_Exercise goal:_
Copy the records below from the line containing "Target: gray metal panel" through the end of the records, both ends included, keeping every line. Multiply each coordinate in the answers by 1.75 and round to whole numbers, with halves rounded up.

# Data extract start

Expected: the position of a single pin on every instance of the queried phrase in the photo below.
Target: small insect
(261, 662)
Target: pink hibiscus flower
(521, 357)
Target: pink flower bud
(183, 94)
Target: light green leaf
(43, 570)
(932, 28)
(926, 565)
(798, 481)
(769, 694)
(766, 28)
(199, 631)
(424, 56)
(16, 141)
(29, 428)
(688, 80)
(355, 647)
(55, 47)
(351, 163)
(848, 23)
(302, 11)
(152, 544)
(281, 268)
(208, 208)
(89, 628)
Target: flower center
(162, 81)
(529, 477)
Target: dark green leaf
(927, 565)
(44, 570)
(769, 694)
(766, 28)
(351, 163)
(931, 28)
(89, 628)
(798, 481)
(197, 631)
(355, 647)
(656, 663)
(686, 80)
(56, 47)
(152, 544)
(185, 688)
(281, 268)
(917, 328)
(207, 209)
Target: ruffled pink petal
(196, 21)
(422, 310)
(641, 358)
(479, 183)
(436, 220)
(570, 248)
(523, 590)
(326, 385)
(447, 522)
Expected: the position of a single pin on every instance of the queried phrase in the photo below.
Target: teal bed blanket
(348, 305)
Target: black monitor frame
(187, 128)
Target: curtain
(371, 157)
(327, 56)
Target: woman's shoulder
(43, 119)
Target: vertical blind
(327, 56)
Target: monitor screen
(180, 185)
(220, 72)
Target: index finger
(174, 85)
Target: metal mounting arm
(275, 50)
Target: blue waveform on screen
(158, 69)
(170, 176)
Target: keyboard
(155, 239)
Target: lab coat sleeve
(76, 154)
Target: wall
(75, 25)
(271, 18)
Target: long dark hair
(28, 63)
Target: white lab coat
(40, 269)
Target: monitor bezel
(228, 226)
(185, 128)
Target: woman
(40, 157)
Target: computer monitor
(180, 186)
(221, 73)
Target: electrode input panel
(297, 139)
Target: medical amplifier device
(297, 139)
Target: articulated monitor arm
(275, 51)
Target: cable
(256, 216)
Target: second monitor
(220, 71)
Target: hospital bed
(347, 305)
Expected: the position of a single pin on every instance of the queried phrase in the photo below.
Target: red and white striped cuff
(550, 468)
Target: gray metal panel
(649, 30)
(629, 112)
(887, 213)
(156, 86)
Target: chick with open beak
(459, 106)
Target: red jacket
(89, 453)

# Data extract end

_Reply to the task:_
Target: gray metal panel
(1136, 53)
(1101, 196)
(1552, 373)
(273, 151)
Target: chick with open beak
(803, 186)
Target: red jacket
(156, 793)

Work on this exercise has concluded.